È quindi del tutto coerente che nel dialogo dal titolo Eudemo, o dell’anima Aristotele racconti per intero il noto dialogo tra il saggio Sileno e lo stolto re Mida, al quale – visto che insisteva nel voler sapere che cosa per l’umano fosse meglio – Sileno rispose:

non nascere è la cosa migliore di tutte (ἄριστον πάντων) […]; voi, effimero seme di un demone carico di fatiche e di una sorte gravosa,. […] Per gli uomini non è assolutamente possibile che si verifichi la cosa migliore di tutte né partecipare della natura dell’ottimo. Infatti, per tutti gli uomini e per tutte le donne è ottimo non essere nati; tuttavia ciò che viene dopo di questo, ossia la prima delle cose possibili per gli uomini è che, essendo nati, muoiano il più presto possibile (6 Plut., Mor., Consol. ad Apoll., p. 115, b-e; pp. 159-161).

Scopo del compito:
Rispondi a queste domande sul brano che riguarda Sileno e Mida, una riga per risposta.
1. In quale dialogo Aristotele racconta il dialogo tra Sileno e re Mida?
2. Secondo Sileno, qual è la cosa migliore di tutte?
3. Che cosa indica Sileno come la prima delle cose possibili per gli uomini?
Per svolgere il lavoro non occorre consultare l'elenco.

Elenco:
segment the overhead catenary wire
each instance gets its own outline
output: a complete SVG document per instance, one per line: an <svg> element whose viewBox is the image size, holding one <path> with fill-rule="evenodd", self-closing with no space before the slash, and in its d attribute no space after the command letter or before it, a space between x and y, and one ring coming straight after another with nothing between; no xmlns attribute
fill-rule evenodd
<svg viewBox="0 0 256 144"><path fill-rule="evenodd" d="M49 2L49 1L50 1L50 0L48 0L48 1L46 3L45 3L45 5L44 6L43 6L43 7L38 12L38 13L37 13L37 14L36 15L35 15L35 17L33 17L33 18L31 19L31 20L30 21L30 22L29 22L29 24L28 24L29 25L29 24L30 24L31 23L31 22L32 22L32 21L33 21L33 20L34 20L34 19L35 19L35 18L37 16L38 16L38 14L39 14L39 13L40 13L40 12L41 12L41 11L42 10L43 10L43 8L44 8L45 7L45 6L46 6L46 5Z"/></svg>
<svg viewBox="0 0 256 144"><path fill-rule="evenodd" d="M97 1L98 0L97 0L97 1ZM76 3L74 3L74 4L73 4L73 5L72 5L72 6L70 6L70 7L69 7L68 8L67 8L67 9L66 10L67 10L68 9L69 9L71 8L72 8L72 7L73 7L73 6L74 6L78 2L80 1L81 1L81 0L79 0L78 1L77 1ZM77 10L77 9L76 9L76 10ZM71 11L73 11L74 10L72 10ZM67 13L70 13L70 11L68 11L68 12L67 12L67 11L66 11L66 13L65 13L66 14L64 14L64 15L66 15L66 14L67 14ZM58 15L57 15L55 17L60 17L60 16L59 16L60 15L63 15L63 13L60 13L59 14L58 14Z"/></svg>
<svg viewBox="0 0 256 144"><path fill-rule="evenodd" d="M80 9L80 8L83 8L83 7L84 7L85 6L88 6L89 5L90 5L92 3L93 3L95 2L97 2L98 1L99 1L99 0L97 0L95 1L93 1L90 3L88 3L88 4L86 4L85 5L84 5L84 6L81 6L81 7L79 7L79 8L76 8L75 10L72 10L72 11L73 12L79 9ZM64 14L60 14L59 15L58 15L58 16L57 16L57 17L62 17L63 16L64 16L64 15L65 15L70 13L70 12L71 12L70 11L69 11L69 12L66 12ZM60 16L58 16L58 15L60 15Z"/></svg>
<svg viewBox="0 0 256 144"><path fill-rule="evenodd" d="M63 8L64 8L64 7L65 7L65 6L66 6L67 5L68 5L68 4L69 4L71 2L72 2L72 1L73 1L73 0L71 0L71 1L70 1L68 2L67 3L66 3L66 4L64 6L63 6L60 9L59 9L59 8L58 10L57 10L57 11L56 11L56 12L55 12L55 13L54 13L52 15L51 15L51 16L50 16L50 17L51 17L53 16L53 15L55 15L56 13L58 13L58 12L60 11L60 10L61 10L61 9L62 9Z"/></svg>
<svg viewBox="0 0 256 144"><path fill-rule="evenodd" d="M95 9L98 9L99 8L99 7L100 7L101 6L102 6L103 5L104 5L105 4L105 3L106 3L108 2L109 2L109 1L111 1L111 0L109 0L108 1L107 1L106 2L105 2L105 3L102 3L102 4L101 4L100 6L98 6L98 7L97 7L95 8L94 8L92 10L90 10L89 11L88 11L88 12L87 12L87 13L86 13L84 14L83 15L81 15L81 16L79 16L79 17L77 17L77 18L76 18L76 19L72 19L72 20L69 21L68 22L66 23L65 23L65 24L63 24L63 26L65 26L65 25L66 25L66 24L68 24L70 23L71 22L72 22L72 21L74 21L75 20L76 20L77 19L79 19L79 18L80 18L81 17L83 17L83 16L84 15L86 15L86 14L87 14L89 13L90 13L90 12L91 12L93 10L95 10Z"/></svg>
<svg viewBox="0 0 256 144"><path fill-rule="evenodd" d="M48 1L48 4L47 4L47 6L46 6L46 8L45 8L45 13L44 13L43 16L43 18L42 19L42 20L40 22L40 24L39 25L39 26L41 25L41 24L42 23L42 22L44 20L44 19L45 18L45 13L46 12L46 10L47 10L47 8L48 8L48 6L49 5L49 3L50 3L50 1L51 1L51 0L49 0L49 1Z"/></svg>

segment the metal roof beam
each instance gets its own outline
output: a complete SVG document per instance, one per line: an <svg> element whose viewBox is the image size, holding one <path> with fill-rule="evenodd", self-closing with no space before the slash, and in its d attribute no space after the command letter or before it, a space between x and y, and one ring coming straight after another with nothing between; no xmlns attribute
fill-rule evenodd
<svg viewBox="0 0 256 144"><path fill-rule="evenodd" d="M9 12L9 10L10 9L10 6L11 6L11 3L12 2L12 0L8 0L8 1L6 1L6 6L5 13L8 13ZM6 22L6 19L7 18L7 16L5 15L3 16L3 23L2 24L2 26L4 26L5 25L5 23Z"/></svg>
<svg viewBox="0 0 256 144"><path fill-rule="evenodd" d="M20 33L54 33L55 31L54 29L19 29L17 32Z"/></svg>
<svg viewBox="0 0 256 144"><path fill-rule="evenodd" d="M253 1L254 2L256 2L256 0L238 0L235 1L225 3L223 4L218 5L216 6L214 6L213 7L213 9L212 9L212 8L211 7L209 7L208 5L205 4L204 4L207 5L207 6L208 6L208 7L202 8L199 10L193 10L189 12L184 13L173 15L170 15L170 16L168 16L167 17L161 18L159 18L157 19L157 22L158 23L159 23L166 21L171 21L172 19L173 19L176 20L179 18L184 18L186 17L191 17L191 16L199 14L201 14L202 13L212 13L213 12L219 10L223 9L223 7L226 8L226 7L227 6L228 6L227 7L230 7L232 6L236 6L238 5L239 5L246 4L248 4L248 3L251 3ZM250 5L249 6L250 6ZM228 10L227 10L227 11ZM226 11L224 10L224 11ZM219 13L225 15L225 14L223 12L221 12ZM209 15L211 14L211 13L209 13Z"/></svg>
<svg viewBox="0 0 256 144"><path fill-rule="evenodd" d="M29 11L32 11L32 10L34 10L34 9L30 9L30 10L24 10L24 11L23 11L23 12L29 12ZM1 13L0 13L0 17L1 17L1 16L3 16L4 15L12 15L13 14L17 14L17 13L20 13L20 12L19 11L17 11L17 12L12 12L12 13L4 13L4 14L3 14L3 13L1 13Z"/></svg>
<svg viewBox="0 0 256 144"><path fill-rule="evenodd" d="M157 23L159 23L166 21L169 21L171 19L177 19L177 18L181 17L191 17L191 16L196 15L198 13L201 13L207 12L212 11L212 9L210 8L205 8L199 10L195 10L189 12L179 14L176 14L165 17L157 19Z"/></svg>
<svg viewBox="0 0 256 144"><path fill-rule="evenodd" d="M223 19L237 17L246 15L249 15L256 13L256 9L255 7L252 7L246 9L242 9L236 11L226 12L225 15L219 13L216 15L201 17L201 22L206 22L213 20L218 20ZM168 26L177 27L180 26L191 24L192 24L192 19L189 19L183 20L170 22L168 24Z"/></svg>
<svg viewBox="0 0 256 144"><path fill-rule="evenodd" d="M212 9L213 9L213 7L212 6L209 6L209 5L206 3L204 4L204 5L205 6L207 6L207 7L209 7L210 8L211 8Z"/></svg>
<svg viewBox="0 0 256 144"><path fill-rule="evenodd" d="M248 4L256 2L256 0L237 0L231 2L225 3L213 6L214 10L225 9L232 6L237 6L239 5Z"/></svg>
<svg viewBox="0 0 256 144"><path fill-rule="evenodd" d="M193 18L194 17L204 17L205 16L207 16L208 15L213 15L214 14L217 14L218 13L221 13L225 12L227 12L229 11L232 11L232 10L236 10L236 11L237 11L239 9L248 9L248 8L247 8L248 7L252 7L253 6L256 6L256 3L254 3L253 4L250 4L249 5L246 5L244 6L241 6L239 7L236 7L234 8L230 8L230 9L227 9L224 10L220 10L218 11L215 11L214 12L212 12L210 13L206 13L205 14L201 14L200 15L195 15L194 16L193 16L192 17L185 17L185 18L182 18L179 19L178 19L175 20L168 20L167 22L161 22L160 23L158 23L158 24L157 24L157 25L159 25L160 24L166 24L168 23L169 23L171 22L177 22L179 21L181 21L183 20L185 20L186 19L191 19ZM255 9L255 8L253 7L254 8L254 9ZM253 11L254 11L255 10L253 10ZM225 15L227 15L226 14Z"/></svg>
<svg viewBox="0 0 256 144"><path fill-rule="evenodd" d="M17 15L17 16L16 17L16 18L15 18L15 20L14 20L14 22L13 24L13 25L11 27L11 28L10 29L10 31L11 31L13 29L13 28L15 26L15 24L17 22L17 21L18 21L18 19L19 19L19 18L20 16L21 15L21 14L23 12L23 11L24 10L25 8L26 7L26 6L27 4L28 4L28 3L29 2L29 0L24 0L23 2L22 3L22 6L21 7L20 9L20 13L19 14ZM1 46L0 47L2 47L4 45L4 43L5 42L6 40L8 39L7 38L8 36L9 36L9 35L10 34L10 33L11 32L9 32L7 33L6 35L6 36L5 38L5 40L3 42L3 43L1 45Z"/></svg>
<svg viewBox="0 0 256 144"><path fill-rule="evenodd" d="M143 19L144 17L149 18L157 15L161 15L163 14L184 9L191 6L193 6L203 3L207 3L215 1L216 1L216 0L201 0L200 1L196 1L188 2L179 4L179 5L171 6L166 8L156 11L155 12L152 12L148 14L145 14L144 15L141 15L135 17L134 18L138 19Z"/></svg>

Risultato:
1. Nel dialogo intitolato Eudemo, o dell'anima.
2. Non nascere.
3. Che, essendo nati, muoiano il più presto possibile.